This Week on MIDRATS: “Let’s Talk Missiles” – UPDATED
Join us for Midrats this Sunday, 22 July 2012 on blogtalk radio, where the topic is missiles – ballistic and cruise; and your humble scribe is the guest. Seven months into this year and we have seen much on this front. Pick a theater and you will find ballistic and cruise missiles are at or near the top of the various COCOM’s top 5 concerns. A report released by DoD a few weeks back states in part:
Iran continues to develop ballistic missiles that can range regional adversaries, Israel, and Eastern Europe, including an extended-range variant of the Shahab-3 and a 2,000-krn medium-range ballistic missile, the Ashura. Beyond steady growth in its missile and rocket inventories, Iran has boosted the lethality and effectiveness of existing systems by improving accuracy and developing new sub-munition payloads. – Annual Report on the Military Strength of Iran
At the same time, Iran has also been working at developing forces and tactics that will be used in an anti-access campaign to close the Strait of Hormuz and threaten regional naval and land forces should it decide to retaliate against growing sanctions over its nuclear program.

◆ ◆ ◆

• **Your tasks**
**a.** Shorten the paragraph of the Midrats announcement that begins "At the same time, Iran has also been working" into a single brief sentence that keeps its main facts.
**b.** According to the Midrats announcement, what can the ballistic missiles Iran is developing reach? List every target it names.

• **Records**

◆ ◆ ◆

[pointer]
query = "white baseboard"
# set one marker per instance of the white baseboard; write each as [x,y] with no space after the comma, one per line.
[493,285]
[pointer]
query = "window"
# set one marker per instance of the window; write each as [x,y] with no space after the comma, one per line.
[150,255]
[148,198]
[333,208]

◆ ◆ ◆

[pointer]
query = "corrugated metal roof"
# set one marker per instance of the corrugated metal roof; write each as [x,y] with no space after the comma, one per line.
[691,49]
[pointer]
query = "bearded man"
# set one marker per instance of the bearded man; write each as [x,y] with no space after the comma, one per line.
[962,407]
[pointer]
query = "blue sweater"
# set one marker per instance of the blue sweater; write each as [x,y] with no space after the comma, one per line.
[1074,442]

◆ ◆ ◆

• **Written answers**
**a.** Iran has also been developing anti-access forces and tactics to close the Strait of Hormuz and threaten regional naval and land forces if it retaliates against growing sanctions over its nuclear program.

**b.**
- Regional adversaries
- Israel
- Eastern Europe